**Instruções do exercício**
1. Repita sem mudar nada a parte do texto sobre a volta ao kart que começa com as palavras "De volta às" e termina com "Nordeste do Estado.".
2. No texto sobre a volta ao kart, em que cidade fica o Kartódromo Dante Roveda?
3. Diga se cada frase abaixo confere com o texto sobre a volta ao kart, respondendo sim ou não e citando as palavras do texto que decidem: (a) A última pilotagem de kart antes do retorno foi em 29 de março de 2008. (b) O reencontro com o kart aconteceu no Circuito Internacional Techspeed. (c) O kart descrito tem motor de dois tempos.

**Trecho fornecido**
____________________

De volta às pistas 16 anos depois
Foram necessárias quase duas décadas de distância para que o editor do Push to Cast sentisse o prazer de andar de kart rental novamente
Dezesseis anos, sete meses e oito dias. Este é o tempo que separa 29 de março de 2008, a última vez que havia pilotado um kart e 10 de novembro de 2024, quando acabei com esse longo hiato longe de uma das atividades que mais gosto de fazer: pilotar.
Foram necessários 6.070 dias para que pudesse me reencontrar com esse pequeno monoposto de motor estacionário quatro tempos, envolto em uma proteção de borracha reforçada, a 218 quilômetros longe do Circuito Internacional Techspeed – então chamado de Kartódromo do Velopark, em Nova Santa Rita (RS), pais precisamente no Kartódromo Dante Roveda, em Vacaria, região Nordeste do Estado.

____________________

Linhas do conjunto de dados:
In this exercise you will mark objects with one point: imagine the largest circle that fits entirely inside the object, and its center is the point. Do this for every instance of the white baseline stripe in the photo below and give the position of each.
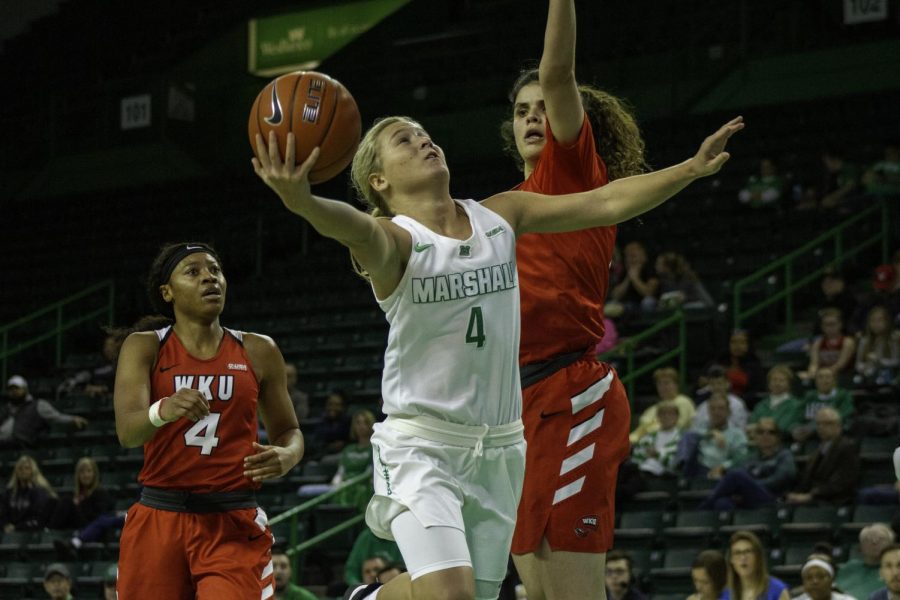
(568, 490)
(592, 394)
(579, 431)
(577, 459)
(267, 571)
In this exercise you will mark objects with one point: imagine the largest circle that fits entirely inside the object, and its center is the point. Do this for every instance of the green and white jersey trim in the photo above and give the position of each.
(453, 345)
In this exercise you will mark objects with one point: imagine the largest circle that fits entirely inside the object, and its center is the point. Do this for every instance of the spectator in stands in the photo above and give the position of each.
(58, 582)
(299, 398)
(831, 474)
(834, 294)
(678, 284)
(818, 577)
(666, 380)
(748, 575)
(282, 571)
(839, 180)
(109, 582)
(28, 500)
(742, 366)
(885, 292)
(716, 382)
(710, 451)
(779, 405)
(878, 354)
(88, 504)
(25, 418)
(827, 393)
(765, 476)
(366, 546)
(883, 178)
(656, 452)
(833, 350)
(88, 501)
(356, 459)
(859, 576)
(333, 431)
(97, 380)
(710, 575)
(638, 290)
(890, 574)
(764, 189)
(391, 571)
(620, 584)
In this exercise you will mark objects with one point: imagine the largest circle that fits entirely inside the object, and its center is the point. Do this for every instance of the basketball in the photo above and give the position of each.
(318, 110)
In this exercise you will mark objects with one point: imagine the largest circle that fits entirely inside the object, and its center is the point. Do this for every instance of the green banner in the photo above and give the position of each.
(302, 40)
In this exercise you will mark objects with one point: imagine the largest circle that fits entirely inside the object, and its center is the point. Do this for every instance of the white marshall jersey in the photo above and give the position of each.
(453, 345)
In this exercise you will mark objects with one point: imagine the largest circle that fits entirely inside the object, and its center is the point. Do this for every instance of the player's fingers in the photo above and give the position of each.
(262, 152)
(289, 152)
(274, 154)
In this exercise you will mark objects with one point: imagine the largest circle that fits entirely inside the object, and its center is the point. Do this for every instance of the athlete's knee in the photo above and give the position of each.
(447, 584)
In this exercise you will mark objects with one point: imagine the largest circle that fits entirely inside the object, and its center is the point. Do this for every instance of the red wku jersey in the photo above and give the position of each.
(563, 277)
(206, 456)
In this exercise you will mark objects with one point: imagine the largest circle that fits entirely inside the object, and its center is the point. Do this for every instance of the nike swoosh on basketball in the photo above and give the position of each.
(277, 115)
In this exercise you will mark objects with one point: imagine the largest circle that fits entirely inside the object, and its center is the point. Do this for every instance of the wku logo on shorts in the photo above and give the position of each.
(586, 525)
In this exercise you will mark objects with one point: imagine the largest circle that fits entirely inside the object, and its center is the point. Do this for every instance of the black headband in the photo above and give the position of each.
(183, 251)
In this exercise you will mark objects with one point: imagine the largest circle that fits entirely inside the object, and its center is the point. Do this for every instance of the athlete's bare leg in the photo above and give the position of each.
(457, 583)
(549, 575)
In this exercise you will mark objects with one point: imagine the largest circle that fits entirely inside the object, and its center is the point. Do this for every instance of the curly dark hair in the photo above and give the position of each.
(617, 134)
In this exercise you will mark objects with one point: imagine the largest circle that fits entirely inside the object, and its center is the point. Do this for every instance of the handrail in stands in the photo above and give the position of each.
(835, 235)
(294, 548)
(61, 325)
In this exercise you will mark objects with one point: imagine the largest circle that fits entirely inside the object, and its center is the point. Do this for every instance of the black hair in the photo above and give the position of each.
(159, 275)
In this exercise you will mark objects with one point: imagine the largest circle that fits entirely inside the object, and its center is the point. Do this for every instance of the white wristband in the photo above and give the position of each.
(153, 413)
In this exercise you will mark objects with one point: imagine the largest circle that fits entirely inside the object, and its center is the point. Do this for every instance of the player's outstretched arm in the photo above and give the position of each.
(615, 202)
(562, 101)
(373, 243)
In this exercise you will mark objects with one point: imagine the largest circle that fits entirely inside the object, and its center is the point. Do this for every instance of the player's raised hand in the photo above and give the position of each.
(287, 179)
(711, 156)
(186, 402)
(268, 462)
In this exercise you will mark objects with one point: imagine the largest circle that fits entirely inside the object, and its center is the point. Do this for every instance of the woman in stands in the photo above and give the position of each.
(748, 575)
(87, 502)
(818, 579)
(449, 458)
(28, 500)
(188, 390)
(710, 575)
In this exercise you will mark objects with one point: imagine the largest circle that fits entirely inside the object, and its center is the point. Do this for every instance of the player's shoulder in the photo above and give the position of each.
(258, 344)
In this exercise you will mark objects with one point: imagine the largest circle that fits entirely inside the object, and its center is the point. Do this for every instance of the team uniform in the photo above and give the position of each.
(196, 532)
(575, 412)
(451, 451)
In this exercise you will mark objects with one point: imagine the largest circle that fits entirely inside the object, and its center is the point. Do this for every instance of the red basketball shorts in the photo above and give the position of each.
(576, 427)
(207, 556)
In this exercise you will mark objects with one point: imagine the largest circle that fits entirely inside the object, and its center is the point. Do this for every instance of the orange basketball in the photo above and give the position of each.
(318, 110)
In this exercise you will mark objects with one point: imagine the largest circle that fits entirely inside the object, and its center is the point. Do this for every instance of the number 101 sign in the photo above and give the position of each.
(864, 11)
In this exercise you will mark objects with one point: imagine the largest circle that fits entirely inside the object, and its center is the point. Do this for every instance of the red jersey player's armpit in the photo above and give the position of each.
(563, 277)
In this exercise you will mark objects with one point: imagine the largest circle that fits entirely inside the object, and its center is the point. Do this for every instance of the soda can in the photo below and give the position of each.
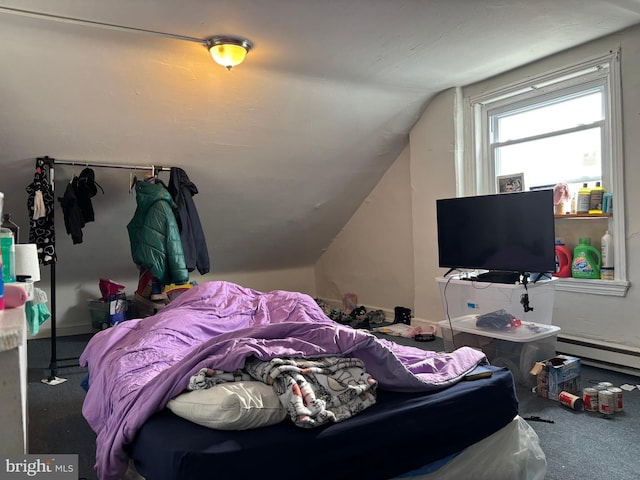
(590, 399)
(570, 400)
(605, 402)
(617, 398)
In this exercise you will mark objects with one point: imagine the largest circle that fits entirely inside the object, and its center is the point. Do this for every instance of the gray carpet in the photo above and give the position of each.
(578, 445)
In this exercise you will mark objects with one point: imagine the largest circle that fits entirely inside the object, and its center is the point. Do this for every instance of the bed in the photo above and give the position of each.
(420, 418)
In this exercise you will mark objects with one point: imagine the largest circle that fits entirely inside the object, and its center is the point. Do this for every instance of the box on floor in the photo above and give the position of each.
(557, 374)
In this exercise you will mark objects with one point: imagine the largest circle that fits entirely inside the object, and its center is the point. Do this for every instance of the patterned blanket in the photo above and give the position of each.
(138, 366)
(319, 391)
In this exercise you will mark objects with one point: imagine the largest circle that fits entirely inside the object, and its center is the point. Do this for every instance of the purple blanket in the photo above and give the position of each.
(138, 366)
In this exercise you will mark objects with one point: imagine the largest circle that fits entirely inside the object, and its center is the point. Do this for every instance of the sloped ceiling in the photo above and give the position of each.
(287, 145)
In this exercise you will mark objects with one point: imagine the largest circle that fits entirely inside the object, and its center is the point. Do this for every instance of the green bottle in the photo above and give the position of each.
(587, 260)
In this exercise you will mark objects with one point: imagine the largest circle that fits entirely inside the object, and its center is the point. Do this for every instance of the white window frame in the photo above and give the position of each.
(476, 174)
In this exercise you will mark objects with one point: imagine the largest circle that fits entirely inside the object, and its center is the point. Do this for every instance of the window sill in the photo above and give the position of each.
(582, 215)
(614, 288)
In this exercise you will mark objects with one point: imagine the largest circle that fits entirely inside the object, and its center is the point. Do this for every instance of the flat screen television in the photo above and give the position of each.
(512, 233)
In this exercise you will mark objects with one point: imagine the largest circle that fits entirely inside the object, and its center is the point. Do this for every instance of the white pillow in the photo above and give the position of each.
(230, 406)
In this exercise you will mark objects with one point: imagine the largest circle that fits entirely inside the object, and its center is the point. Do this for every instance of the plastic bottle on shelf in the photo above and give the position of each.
(595, 199)
(1, 289)
(563, 260)
(7, 250)
(584, 199)
(1, 275)
(587, 260)
(606, 252)
(607, 200)
(7, 223)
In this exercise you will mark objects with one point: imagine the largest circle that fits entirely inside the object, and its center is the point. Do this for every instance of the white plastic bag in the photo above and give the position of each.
(512, 453)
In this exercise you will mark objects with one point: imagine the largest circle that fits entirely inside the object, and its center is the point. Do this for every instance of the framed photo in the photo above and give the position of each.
(510, 183)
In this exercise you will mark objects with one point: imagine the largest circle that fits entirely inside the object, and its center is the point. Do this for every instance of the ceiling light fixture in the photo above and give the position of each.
(228, 51)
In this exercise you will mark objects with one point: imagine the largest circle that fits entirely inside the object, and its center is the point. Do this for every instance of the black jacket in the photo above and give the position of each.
(194, 244)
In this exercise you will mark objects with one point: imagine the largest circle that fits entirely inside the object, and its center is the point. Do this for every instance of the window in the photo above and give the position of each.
(560, 127)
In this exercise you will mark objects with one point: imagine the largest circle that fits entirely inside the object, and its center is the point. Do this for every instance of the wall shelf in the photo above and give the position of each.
(584, 215)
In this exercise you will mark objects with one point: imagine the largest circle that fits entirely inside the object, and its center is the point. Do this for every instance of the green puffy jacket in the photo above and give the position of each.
(154, 234)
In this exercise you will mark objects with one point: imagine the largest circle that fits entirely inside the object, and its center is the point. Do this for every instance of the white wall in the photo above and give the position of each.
(611, 320)
(373, 254)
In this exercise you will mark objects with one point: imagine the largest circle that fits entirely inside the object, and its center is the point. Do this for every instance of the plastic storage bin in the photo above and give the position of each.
(105, 314)
(517, 348)
(465, 297)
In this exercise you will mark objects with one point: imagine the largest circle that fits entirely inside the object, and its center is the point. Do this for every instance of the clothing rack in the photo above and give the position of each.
(53, 379)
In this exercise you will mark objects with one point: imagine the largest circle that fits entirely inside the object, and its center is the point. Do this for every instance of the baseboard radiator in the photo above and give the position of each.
(621, 358)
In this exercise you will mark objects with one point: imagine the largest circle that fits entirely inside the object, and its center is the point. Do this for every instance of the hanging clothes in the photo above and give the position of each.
(154, 234)
(194, 244)
(76, 203)
(40, 205)
(73, 219)
(85, 189)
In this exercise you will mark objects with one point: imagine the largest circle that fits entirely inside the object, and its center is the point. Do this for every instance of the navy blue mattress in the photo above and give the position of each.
(400, 433)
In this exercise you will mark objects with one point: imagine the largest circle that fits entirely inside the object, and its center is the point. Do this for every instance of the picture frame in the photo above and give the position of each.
(510, 183)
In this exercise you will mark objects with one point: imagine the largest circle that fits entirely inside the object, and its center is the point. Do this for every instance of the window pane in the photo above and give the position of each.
(569, 158)
(581, 110)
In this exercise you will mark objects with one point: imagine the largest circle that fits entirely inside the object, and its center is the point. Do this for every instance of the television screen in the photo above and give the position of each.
(511, 232)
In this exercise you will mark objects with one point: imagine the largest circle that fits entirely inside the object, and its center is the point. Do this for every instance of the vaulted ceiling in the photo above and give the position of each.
(287, 145)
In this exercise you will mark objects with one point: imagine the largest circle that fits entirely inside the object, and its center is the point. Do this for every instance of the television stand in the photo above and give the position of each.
(498, 276)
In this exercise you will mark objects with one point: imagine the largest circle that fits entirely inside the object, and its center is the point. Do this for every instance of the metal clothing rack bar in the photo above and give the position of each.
(53, 379)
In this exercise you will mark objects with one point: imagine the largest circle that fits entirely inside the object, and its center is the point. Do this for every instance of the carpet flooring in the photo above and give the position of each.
(579, 445)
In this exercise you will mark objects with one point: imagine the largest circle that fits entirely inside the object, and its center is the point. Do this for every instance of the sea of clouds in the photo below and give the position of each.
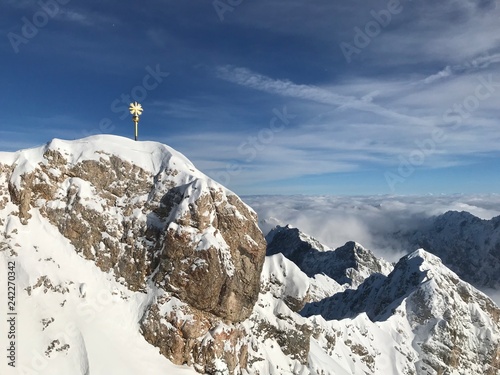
(369, 220)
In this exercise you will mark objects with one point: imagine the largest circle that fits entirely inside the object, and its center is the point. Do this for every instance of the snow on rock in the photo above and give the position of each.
(450, 326)
(152, 224)
(350, 264)
(129, 260)
(467, 244)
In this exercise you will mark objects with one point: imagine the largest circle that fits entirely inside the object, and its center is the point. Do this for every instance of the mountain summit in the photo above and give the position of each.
(129, 260)
(161, 233)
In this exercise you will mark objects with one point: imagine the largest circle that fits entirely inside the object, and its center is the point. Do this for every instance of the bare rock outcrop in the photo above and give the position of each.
(142, 212)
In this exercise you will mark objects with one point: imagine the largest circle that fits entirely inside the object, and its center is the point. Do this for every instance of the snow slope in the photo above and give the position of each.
(94, 226)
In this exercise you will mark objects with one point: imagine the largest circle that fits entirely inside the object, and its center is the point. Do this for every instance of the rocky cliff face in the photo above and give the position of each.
(143, 213)
(127, 256)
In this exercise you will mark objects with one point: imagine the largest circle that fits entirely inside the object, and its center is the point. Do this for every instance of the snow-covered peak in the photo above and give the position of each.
(349, 264)
(467, 244)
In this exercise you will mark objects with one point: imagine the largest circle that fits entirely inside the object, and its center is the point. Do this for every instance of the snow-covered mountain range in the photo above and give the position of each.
(129, 260)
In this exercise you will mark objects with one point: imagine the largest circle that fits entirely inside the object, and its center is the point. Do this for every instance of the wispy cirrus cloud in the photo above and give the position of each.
(247, 78)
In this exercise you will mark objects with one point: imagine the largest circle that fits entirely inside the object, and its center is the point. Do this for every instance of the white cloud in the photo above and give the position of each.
(368, 220)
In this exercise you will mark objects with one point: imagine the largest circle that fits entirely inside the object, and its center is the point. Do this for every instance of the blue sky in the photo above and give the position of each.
(268, 97)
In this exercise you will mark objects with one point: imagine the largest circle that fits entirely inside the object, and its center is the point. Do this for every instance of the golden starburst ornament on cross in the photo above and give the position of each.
(136, 110)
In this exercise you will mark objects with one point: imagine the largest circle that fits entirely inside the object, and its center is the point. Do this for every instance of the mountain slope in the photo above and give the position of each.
(349, 264)
(453, 326)
(129, 260)
(174, 240)
(467, 244)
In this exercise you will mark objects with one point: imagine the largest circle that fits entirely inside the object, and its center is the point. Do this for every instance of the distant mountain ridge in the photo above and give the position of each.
(130, 260)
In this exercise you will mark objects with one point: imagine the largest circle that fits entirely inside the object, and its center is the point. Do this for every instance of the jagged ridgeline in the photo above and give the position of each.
(129, 260)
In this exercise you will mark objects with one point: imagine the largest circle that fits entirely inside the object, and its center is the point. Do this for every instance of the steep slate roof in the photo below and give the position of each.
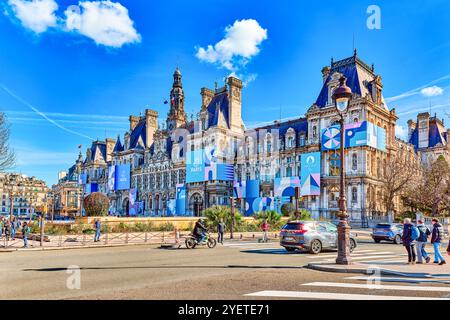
(118, 147)
(140, 131)
(218, 109)
(435, 136)
(97, 150)
(358, 74)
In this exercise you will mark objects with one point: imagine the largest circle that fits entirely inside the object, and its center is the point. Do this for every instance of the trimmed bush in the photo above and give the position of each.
(96, 204)
(287, 209)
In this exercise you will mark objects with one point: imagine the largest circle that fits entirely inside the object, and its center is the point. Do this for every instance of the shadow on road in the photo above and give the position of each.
(168, 267)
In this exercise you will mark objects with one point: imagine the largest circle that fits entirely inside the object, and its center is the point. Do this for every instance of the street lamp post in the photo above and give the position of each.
(232, 217)
(341, 97)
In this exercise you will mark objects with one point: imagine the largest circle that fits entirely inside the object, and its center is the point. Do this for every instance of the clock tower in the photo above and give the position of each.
(177, 116)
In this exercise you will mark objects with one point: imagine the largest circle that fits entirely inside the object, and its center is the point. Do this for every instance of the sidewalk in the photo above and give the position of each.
(393, 268)
(60, 242)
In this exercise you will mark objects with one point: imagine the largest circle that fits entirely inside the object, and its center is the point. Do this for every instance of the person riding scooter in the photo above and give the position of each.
(200, 231)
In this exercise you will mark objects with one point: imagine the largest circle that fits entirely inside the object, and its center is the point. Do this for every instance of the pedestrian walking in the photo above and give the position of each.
(2, 227)
(7, 229)
(97, 226)
(25, 233)
(13, 228)
(410, 235)
(424, 233)
(437, 235)
(220, 231)
(265, 229)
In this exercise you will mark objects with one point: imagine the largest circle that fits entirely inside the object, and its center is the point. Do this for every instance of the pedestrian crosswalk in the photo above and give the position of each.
(352, 291)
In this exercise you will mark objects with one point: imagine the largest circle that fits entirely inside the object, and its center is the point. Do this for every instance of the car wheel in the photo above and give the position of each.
(352, 245)
(316, 247)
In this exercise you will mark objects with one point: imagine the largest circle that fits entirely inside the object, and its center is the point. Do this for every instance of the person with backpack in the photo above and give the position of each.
(424, 233)
(436, 238)
(25, 233)
(220, 231)
(265, 229)
(97, 226)
(410, 235)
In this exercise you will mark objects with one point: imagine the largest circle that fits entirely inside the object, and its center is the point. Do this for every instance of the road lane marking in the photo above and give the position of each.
(402, 279)
(370, 258)
(332, 296)
(377, 287)
(354, 254)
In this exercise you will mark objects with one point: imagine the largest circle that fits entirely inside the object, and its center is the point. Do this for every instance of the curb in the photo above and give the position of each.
(78, 247)
(324, 268)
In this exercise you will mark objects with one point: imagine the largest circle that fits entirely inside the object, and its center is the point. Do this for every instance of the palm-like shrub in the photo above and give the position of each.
(287, 209)
(273, 218)
(96, 204)
(215, 213)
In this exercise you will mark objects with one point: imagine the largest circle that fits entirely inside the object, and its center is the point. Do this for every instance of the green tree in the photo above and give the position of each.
(287, 209)
(7, 156)
(303, 215)
(96, 204)
(273, 218)
(215, 213)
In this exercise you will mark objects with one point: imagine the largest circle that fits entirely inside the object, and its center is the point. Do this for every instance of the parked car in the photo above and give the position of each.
(312, 236)
(388, 232)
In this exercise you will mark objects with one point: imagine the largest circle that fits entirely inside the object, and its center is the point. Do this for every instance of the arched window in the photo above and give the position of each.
(354, 161)
(354, 194)
(314, 131)
(335, 164)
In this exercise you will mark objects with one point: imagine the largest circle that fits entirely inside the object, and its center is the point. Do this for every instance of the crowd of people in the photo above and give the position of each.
(415, 238)
(10, 227)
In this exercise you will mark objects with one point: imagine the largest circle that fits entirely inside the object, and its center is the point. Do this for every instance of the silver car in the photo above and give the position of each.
(312, 236)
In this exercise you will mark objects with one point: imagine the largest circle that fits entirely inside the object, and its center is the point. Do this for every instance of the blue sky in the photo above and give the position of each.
(74, 70)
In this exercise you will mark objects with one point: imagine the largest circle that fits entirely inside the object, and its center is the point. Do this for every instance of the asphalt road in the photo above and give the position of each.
(233, 271)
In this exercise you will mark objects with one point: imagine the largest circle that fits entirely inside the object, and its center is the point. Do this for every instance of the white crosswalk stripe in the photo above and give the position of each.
(333, 296)
(376, 289)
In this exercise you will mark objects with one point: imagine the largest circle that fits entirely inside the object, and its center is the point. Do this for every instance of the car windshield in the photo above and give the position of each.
(293, 226)
(383, 226)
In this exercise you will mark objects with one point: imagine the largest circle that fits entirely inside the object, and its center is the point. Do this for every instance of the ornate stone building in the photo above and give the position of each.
(158, 155)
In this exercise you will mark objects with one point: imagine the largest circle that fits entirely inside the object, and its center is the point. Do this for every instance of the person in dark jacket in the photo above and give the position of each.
(220, 231)
(408, 241)
(424, 233)
(199, 230)
(437, 235)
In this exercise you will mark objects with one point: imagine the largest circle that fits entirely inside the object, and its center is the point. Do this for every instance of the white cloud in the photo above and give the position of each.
(401, 132)
(240, 44)
(432, 91)
(105, 22)
(36, 15)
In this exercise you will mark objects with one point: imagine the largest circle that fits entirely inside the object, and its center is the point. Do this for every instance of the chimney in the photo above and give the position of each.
(325, 73)
(110, 143)
(134, 120)
(235, 104)
(411, 127)
(207, 96)
(151, 123)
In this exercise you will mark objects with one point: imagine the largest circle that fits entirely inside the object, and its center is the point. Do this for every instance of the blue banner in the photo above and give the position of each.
(180, 198)
(123, 173)
(111, 178)
(82, 178)
(357, 134)
(310, 174)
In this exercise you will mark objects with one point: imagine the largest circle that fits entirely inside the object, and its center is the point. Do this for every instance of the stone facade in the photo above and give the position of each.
(157, 155)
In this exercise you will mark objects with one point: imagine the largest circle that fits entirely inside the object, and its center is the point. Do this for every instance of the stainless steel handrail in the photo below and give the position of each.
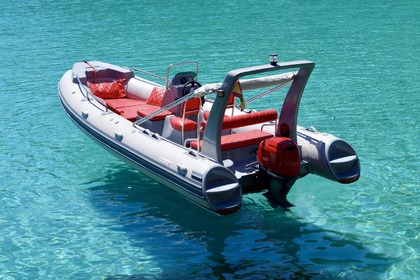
(148, 73)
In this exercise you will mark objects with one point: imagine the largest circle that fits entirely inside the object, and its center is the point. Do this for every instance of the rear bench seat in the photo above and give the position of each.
(245, 138)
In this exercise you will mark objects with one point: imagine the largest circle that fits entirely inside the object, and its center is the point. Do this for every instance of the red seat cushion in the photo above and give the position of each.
(249, 119)
(239, 140)
(156, 96)
(125, 107)
(176, 123)
(147, 109)
(116, 104)
(115, 89)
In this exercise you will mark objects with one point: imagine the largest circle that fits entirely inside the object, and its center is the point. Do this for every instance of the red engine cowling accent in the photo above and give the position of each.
(279, 155)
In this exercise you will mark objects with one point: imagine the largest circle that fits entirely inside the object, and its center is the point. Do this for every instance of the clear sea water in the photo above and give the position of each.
(70, 210)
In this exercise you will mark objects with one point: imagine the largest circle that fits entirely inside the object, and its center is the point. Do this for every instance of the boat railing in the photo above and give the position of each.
(177, 102)
(88, 94)
(148, 73)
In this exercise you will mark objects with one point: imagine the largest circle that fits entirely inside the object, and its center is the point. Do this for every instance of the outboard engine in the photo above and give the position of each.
(279, 162)
(328, 156)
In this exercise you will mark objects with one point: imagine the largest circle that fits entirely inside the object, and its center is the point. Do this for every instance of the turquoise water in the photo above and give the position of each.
(70, 210)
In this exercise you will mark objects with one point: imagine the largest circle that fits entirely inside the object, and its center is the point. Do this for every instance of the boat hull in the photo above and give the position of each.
(172, 165)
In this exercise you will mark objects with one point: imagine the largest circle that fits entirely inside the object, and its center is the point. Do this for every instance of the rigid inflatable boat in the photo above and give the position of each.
(203, 141)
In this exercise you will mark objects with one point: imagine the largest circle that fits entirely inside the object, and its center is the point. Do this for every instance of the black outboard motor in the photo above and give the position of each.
(279, 167)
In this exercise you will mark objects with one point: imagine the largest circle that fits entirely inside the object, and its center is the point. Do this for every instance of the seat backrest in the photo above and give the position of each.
(191, 107)
(156, 96)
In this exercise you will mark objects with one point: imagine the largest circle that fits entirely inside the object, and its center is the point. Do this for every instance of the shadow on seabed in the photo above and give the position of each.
(257, 241)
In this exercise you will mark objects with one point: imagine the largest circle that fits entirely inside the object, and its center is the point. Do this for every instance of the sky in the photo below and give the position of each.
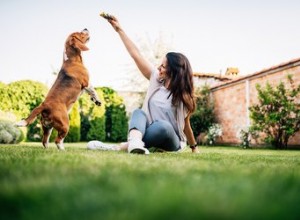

____________________

**Respostas em ordem**
1.
De volta às pistas 16 anos depois
Foram necessárias quase duas décadas de distância para que o editor do Push to Cast sentisse o prazer de andar de kart rental novamente
Dezesseis anos, sete meses e oito dias. Este é o tempo que separa 29 de março de 2008, a última vez que havia pilotado um kart e 10 de novembro de 2024, quando acabei com esse longo hiato longe de uma das atividades que mais gosto de fazer: pilotar.
Foram necessários 6.070 dias para que pudesse me reencontrar com esse pequeno monoposto de motor estacionário quatro tempos, envolto em uma proteção de borracha reforçada, a 218 quilômetros longe do Circuito Internacional Techspeed – então chamado de Kartódromo do Velopark, em Nova Santa Rita (RS), pais precisamente no Kartódromo Dante Roveda, em Vacaria, região Nordeste do Estado.

2. Em Vacaria, na região Nordeste do Estado.

3.
(a) Sim: "29 de março de 2008, a última vez que havia pilotado um kart".
(b) Não: "a 218 quilômetros longe do Circuito Internacional Techspeed" e "no Kartódromo Dante Roveda, em Vacaria".
(c) Não: "motor estacionário quatro tempos".